BEGIN Records for processing

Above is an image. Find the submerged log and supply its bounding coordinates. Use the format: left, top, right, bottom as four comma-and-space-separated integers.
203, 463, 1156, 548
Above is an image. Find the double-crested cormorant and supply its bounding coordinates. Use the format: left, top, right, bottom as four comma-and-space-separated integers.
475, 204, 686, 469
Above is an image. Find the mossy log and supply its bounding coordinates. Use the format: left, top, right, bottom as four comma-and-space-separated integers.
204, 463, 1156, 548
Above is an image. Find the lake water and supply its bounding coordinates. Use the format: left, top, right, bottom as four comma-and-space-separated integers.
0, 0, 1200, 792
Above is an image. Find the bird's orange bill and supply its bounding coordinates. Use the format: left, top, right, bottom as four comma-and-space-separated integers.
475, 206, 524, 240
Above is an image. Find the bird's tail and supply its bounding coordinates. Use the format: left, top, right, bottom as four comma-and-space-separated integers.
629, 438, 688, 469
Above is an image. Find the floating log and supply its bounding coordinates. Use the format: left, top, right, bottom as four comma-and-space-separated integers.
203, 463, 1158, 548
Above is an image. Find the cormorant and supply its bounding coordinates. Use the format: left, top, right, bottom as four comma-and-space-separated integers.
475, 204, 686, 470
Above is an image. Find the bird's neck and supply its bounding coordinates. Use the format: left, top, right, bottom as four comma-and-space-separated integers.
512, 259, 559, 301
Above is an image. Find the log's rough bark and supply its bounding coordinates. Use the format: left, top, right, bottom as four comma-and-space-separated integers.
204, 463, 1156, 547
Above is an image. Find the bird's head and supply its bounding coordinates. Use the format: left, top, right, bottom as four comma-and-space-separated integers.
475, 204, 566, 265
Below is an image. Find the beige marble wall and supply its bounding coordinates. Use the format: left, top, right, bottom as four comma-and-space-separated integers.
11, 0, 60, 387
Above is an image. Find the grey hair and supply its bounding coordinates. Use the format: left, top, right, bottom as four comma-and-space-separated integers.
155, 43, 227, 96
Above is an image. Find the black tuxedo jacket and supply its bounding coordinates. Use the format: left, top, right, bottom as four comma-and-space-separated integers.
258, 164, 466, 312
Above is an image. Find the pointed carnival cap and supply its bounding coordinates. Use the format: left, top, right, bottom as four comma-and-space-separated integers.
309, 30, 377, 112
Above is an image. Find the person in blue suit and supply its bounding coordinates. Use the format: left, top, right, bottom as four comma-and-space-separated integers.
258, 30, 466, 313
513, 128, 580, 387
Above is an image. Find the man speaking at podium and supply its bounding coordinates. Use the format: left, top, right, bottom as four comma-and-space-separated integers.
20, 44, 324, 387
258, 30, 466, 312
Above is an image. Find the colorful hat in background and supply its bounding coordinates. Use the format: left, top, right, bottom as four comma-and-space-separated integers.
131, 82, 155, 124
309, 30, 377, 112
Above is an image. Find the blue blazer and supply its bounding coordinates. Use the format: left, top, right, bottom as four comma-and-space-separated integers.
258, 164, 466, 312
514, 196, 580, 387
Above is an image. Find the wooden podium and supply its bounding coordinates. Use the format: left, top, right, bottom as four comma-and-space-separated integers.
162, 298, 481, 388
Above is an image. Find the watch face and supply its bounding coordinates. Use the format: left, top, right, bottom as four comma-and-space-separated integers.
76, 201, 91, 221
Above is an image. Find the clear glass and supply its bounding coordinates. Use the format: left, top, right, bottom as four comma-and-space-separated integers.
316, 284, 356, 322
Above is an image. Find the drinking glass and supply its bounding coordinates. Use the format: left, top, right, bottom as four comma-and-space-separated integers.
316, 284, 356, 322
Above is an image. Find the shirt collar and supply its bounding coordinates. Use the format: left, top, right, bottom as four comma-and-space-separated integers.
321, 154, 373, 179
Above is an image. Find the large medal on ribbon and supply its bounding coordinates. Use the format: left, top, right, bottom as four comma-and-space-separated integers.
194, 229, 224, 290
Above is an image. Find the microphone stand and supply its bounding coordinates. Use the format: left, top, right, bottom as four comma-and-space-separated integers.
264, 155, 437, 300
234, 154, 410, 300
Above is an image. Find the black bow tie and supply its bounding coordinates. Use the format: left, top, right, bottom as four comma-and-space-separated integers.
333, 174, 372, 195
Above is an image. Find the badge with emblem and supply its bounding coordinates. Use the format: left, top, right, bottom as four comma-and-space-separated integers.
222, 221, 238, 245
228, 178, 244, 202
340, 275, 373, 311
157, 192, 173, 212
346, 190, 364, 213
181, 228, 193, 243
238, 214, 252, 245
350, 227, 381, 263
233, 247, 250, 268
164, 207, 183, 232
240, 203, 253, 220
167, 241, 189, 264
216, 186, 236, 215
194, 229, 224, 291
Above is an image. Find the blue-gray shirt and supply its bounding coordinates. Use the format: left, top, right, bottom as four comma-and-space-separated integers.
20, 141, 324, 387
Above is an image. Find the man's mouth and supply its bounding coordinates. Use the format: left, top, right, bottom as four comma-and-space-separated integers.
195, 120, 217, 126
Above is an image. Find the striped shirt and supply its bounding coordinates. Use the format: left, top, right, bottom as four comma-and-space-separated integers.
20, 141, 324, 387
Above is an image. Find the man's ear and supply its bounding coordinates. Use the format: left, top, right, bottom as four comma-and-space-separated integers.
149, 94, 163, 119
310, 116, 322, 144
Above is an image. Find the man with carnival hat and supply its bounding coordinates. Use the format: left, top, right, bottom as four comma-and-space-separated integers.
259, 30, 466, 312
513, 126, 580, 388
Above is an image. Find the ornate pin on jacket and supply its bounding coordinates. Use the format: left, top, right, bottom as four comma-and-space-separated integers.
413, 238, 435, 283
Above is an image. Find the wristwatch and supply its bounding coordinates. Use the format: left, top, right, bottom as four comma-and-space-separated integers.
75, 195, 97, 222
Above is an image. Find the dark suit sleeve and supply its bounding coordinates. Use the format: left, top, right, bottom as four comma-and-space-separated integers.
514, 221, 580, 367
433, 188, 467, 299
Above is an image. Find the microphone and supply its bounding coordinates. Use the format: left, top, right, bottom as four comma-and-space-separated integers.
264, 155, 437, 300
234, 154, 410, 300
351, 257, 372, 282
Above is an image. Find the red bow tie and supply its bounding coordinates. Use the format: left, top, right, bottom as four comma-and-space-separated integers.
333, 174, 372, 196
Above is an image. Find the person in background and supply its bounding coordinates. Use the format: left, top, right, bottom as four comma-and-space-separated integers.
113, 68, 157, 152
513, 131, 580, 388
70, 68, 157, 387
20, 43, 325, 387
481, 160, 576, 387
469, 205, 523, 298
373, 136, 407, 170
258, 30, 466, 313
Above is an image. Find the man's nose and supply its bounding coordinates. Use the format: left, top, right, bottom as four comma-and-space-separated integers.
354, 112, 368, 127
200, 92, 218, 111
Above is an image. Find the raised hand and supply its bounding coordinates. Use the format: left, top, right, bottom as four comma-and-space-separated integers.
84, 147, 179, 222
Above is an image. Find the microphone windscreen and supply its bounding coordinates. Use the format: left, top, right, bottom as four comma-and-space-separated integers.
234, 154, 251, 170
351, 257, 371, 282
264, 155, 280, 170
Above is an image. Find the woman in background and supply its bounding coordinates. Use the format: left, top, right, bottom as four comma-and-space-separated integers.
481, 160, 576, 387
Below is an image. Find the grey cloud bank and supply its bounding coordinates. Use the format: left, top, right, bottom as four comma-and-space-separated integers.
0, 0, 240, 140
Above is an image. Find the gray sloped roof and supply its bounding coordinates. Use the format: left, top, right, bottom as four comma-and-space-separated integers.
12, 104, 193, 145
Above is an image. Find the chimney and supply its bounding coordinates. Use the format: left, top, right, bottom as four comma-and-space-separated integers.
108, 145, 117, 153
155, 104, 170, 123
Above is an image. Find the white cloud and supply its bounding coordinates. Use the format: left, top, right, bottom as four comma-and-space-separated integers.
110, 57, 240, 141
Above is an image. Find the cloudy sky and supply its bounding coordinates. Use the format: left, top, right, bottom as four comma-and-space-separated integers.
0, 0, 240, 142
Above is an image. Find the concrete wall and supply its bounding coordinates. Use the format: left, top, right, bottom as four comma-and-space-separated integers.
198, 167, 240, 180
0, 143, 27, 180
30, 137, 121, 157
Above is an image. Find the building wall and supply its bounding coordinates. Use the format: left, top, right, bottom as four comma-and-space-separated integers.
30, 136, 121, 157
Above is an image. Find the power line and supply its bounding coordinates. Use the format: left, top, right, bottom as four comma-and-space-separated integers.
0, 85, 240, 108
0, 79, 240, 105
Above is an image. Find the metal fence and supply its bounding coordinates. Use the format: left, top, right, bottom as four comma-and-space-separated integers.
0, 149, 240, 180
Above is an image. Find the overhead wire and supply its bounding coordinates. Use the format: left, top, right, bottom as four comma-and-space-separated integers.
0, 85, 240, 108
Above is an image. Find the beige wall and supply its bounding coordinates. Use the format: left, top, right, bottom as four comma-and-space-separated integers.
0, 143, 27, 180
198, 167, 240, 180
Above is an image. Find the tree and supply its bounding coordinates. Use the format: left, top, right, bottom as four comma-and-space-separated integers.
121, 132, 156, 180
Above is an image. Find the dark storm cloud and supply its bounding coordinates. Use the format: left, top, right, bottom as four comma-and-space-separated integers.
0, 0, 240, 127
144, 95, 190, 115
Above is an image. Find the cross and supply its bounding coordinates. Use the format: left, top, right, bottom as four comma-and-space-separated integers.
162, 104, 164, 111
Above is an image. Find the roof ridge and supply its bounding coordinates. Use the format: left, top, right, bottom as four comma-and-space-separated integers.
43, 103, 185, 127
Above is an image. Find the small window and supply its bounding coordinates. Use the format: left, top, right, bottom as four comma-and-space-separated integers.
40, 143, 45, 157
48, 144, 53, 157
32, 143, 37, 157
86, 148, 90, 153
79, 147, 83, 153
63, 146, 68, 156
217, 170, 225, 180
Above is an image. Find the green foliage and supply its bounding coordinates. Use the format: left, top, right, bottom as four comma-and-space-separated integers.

END Records for processing

### What you will do:
Copy the rows above without any changes, from the line with "Above is an image. Find the gray" to the line with "0, 79, 240, 105", including both of those lines.

### Solution for this task:
Above is an image. Find the gray sloped roof and supply its bounding coordinates. Use the format: left, top, right, bottom as four comma-and-space-separated integers.
12, 104, 193, 145
Above is an image. Find the chimney and supply its bounding coordinates. Use the format: left, top, right, bottom as four comma-and-space-separated integers.
108, 145, 117, 153
155, 104, 170, 123
Above is an image. Find the white cloud and supply its bounding coordinates. Use the format: left, top, right, bottom as four comma-and-space-separated integers.
110, 57, 240, 141
Above is an image. Find the cloudy sky and supply its bounding coordinates. Use the format: left, top, right, bottom as four comma-and-space-separated integers.
0, 0, 240, 142
Above is an image. Find the concrete wall and supply its bounding coordinates. Use the format: left, top, right, bottom as four comma-and-space-separated integers.
198, 167, 240, 180
0, 143, 27, 180
30, 137, 121, 157
Above is an image. Find the building wall and supply its bounding coordinates. Use the format: left, top, right, bottom as four comma-and-space-separated integers.
30, 136, 121, 157
Above is an image. Find the power line and supply its bounding coordinates. Use the format: left, top, right, bottom as four comma-and-space-separated integers.
0, 85, 240, 108
0, 79, 240, 105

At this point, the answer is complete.